Supplied text =>
▬▬▬▬▬▬
Heathland, new-made watermeadow. Charlock, marsh-marigold. Crepitant oak forest where the boar furrowed black mould, his snout intimate with worms and leaves.

Monday, January 2, 2012

"When I brought up Jorie Graham, he claimed to admire her too"

1. Sam Anderson (NYT sentence-of-the-day guy) does a year-in-marginalia -- a form that is distinctly more natural for me than a Year in Reading (or a Month in Swindon); I particularly liked this Bolano passage:
And only then did I realize how eagerly, how recklessly he was exposing himself to the sun. He wasn't using sunscreen. And he knew he was dying and he was lying in the sun on purpose like a person saying goodbye to someone very dear. The old tourist was bidding farewell to the sun and to his own body and to his old wife sitting beside him. It was a sight to see, something to admire. It wasn't a dead body lying there on the sand, but a man. And what courage, what gallantry.
▬▬▬▬▬▬
Required tasks =>
a – Please quote from the blog post, starting at the words "Monday, January 2, 2012" and ending after "courage, what gallantry.".
b – In the blog post, what was the old tourist not using while lying in the sun?

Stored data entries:
▬▬▬▬▬▬
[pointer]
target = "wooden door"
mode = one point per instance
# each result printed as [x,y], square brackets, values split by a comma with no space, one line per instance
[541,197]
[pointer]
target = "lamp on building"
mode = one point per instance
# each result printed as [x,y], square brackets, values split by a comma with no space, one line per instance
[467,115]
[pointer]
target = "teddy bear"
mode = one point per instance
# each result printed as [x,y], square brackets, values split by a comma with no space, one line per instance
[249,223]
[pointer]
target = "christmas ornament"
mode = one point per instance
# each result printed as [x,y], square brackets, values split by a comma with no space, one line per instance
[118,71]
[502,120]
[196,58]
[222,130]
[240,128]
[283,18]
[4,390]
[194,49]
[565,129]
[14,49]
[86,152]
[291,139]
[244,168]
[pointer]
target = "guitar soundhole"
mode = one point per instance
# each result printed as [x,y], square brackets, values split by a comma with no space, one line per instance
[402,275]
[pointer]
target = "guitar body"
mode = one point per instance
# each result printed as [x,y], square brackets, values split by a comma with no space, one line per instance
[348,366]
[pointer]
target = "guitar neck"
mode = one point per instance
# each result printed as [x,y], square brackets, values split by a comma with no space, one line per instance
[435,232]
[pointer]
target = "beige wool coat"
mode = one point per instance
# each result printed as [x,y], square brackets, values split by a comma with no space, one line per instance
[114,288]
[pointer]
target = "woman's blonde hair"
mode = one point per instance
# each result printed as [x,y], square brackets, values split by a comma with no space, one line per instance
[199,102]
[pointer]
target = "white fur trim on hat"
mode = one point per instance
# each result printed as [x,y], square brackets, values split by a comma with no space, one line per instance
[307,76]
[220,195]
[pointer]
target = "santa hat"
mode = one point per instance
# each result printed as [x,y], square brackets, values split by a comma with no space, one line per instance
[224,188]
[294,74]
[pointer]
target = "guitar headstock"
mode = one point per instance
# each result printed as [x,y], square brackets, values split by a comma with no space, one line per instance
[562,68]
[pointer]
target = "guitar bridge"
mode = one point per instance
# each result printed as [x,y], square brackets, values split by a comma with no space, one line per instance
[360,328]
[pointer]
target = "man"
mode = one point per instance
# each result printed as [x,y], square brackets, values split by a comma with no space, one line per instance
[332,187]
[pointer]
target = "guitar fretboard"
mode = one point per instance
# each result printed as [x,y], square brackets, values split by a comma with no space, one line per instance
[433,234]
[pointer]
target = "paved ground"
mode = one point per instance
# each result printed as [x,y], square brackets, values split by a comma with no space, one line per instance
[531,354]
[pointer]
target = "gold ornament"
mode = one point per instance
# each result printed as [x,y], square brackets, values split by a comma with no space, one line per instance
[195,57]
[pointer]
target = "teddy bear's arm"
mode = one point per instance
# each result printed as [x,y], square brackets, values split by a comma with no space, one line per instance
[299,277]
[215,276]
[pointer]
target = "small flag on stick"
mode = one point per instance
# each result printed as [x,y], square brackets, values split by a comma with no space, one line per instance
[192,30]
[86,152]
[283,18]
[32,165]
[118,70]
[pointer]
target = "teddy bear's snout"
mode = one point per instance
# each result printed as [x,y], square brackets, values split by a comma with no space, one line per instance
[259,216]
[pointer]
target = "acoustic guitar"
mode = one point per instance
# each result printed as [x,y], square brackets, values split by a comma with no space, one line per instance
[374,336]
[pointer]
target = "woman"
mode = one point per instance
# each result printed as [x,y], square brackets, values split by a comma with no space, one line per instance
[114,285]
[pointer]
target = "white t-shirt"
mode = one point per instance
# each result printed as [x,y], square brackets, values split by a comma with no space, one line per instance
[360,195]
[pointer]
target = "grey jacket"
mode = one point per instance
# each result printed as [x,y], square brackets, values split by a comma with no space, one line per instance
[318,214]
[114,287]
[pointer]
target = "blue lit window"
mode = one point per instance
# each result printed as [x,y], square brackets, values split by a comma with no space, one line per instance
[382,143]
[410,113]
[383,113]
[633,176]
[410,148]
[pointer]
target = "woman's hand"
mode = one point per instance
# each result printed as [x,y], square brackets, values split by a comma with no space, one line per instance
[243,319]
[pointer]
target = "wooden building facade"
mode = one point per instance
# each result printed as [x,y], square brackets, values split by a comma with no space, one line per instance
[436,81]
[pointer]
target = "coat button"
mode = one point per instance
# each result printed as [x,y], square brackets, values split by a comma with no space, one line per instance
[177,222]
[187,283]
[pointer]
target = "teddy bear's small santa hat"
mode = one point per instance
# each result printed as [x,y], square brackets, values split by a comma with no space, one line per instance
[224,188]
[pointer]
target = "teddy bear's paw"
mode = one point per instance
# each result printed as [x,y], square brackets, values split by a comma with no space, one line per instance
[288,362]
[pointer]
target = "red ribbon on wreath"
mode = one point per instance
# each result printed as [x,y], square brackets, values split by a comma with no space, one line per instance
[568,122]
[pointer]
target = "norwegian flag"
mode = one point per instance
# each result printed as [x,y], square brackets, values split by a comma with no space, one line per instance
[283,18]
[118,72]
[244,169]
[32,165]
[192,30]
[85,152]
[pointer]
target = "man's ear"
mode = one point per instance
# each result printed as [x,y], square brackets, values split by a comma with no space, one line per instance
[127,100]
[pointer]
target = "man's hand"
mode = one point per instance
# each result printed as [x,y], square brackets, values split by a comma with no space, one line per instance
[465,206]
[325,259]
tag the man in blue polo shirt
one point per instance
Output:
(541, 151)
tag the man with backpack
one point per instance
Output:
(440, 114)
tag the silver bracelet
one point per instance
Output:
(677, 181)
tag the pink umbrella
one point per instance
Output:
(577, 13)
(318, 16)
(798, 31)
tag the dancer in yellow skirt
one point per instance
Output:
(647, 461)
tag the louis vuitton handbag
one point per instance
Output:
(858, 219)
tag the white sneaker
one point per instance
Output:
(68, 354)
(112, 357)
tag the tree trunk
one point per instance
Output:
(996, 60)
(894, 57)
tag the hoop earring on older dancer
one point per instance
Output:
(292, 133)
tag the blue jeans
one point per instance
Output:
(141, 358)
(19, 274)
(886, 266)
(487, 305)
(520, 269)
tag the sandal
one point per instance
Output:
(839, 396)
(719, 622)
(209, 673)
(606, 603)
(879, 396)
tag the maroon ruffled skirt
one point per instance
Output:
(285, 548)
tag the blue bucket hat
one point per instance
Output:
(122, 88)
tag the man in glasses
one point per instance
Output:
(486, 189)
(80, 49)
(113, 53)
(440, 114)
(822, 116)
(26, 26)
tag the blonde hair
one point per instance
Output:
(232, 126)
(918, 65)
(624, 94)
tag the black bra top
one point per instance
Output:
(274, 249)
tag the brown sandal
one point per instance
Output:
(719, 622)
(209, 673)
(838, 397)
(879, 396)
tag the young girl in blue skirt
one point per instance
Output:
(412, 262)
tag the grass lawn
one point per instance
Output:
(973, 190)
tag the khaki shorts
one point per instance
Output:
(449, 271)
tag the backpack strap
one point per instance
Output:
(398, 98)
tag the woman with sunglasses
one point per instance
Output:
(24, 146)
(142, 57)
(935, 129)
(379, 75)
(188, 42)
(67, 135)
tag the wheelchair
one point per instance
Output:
▬▬▬▬▬▬
Results for the exercise =>
a –
Monday, January 2, 2012

"When I brought up Jorie Graham, he claimed to admire her too"

1. Sam Anderson (NYT sentence-of-the-day guy) does a year-in-marginalia -- a form that is distinctly more natural for me than a Year in Reading (or a Month in Swindon); I particularly liked this Bolano passage:
And only then did I realize how eagerly, how recklessly he was exposing himself to the sun. He wasn't using sunscreen. And he knew he was dying and he was lying in the sun on purpose like a person saying goodbye to someone very dear. The old tourist was bidding farewell to the sun and to his own body and to his old wife sitting beside him. It was a sight to see, something to admire. It wasn't a dead body lying there on the sand, but a man. And what courage, what gallantry.

b – Sunscreen.